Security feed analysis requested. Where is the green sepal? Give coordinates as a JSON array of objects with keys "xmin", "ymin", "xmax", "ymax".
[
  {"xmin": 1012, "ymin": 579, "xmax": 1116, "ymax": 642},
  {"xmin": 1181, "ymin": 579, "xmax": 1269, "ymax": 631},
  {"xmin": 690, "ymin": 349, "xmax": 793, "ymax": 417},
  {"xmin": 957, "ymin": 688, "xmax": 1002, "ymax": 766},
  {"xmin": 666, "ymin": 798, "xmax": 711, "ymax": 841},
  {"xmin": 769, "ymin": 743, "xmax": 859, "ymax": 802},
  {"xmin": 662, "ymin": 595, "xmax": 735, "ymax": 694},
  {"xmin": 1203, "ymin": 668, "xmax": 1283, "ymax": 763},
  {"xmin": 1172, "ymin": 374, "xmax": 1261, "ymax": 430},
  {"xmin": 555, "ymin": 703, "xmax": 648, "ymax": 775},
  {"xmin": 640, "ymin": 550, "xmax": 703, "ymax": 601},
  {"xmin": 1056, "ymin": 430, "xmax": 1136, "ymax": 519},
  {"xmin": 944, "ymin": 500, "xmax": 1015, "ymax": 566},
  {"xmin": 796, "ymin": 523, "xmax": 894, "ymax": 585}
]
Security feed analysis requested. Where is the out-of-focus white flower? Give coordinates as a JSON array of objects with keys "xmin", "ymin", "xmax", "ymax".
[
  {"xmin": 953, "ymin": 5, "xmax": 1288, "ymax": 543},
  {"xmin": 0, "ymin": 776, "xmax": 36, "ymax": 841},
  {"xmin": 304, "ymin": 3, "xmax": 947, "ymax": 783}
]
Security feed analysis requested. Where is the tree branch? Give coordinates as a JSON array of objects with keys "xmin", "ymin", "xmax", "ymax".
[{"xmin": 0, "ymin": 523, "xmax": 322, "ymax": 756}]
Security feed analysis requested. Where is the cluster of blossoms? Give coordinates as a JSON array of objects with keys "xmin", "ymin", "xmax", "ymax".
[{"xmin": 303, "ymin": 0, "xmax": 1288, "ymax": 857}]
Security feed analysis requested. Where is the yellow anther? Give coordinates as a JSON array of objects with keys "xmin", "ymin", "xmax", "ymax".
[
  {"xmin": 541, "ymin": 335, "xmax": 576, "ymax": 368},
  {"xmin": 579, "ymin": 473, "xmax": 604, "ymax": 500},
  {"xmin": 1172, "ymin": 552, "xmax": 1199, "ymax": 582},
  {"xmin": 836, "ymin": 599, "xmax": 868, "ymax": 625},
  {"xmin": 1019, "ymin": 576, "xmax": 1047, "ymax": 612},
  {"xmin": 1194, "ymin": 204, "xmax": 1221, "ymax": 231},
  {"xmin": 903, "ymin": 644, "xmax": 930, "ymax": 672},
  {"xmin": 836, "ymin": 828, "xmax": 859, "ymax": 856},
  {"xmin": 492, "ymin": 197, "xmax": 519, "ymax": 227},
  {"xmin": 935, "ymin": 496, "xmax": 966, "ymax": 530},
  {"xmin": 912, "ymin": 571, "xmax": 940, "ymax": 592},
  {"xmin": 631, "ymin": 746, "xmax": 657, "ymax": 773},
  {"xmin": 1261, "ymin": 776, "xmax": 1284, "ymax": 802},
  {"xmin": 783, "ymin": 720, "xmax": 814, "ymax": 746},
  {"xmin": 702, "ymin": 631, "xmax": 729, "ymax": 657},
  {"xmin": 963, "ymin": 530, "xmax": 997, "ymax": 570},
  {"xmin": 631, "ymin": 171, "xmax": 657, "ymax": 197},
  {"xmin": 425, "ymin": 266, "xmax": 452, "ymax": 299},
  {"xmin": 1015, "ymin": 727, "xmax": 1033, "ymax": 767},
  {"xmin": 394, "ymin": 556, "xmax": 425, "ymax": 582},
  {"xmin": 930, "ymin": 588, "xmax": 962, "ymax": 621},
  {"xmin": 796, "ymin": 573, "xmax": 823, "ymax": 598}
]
★ ★ ★ ★
### THE PROBLEM
Show, unchanged, each line from the rows above that contains the string "keys", matching its letter case exactly.

### ANSWER FOR THIS EXERCISE
Security feed analysis requested. Where is the green sepal? Give coordinates as a JSON array of objects with keys "xmin", "ymin", "xmax", "ymax".
Security feed analysis requested. Where is the out-of-focus white flower? Give coordinates as a JSON array of objects with keys "xmin", "ymin", "xmax", "ymax".
Security feed analysis requested. Where is the tree branch? Give coordinates as a JSON array of objects with keys "xmin", "ymin", "xmax", "ymax".
Security feed analysis requested. Where is the cluster of blossoms? Give coordinates as a JSON array of objects with keys "xmin", "ymin", "xmax", "ymax".
Security feed analysis requested. Where is the yellow anther? Give coordinates as a JSON array of objects with keys "xmin", "ymin", "xmax", "ymax".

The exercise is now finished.